● Texte fourni:
Franco la muerte , par Alain Bellet, extrait 8

Coucou mes polardeux,

C’est une chroniques un peu spéciale que je vous propose aujourd’hui.

En effet, je vais tenter de vous présenter un recueil de nouvelle à travers les textes des auteurs de celui-ci.

A travers différents extraits et différents auteurs.

Je reviendrai régulièrement vous parler de…

Franco la muerte .

Un peu comme un leitmotiv tout au long de ce mois de Noël

Et vous allez comprendre pourquoi en lisant la suite

Aujourd’hui je vous donne à lire l’extrait de la nouvelle de

Alain Bellet

Les prochaines fois, ce sera d’autres extraits et d’autre auteurs.

Le but avoué et de vous faire aimer ces extraits et vous faire lire ce bouquins et pourquoi pas… acheter et offrir ce recueil de nouvelles passé inaperçu lors de sa sortie.

Et non je n’ai aucune action chez cet éditeur, promis, craché.



Le livre : Franco la muerte, Patrick Amand, Alain Bellet, Antoine Blocier et al. Paru le 17 août 2015 chez Arcane 17. 21€. (279 p.) ; 22 x 14 cm

4e de couv :

Franco la muerte

Novembre 1975, le Caudillo meurt de sa belle mort. Dans son lit, en toute impunité !

Janvier 2015, l’idée jaillit de célébrer l’anniversaire de Franco de porc, pour les 40 ans de sa mort.

● Entrées présentées:

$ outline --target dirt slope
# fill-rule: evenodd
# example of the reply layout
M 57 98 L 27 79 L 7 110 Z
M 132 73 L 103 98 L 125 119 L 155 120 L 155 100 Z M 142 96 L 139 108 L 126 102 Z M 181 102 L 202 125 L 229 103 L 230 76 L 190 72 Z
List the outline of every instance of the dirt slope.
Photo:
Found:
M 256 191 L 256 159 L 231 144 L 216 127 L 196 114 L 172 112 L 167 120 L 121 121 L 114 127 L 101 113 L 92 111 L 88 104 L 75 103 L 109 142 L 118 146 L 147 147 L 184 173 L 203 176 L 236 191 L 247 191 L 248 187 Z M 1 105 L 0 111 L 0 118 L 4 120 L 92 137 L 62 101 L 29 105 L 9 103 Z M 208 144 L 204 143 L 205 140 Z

● Actions demandées:
1) D'après le texte sur le recueil Franco la muerte, quel éditeur a publié ce recueil ?
2) Poursuivez le texte sur le recueil Franco la muerte à partir de sa dernière phrase.

● Réponses:
1) Arcane 17.

2)
40 ans… Si le temps a passé, la détestation est intacte, inscrite au plus profond de notre ADN. Et l’envie d’écrire est immédiate. Franco, les garrots, les fachos, les bigots, les toubibs, les courtisans, les cocos, les anars, les Basques : vingt auteur(e)s entament ici la grande parade des règlements de compte. Ces snipers de la plume visent juste, et sur tous les tons : drôle, cocasse, grave, ironique, coléreux. À l’arrivée, on se dit que l’affaire n’est pas soldée. D’autant que l’Ogre a fait des petits, beaucoup de petits…

L’auteur du jour : Alain Bellet, Sa bibliographie est impressionnante : auteur de romans noirs et policiers, de romans historiques pour la jeunesse, il écrit également des documentaires sur l’Histoire de France médiévale, l’histoire de Paris et des Parisiens, des ouvrages de mémoires ouvrières et de nombreuses nouvelles. Une cinquantaine de livres et la direction littéraire de plus de cent ouvrages écrits et imaginés avec des amateurs

 

Le post-it de Ge

Franco la muerte

Vingt nouvelles autour de la figure du dictateur espagnol.
Vingt nouvelles contre l’oubli.
Des textes forts, engagés parfois, rageurs souvent.
Car plus de 40 ans après la mort de Franco, le nationalisme a toujours beau jeu. Et pas qu’en Espagne. Partout en Europe et ailleurs il égraine son mépris des autres, de l’étranger. Partout il sème son dégoût des différences, sa haine pur et simple. Partout il me fait honte.
Ces 20 nouvelles sont salutaires, aujourd’hui encore plus qu’hier.
Elles nous rendent vigilants.
Nous redonnent de l’espoir en l’Homme, en l’Humain.
Vingt texte nécessaires.
Un grand merci aux auteurs et à l’éditeurs pour ce choix risqué quand on sait que le format de la nouvelle n’est pas très lu en France.
Un recueil à acheter, à transmettre, à faire circuler et à lire de toute urgence.

Et pour vous le prouver, lisez la prose ci-dessous tirée de ce merveilleux recueil.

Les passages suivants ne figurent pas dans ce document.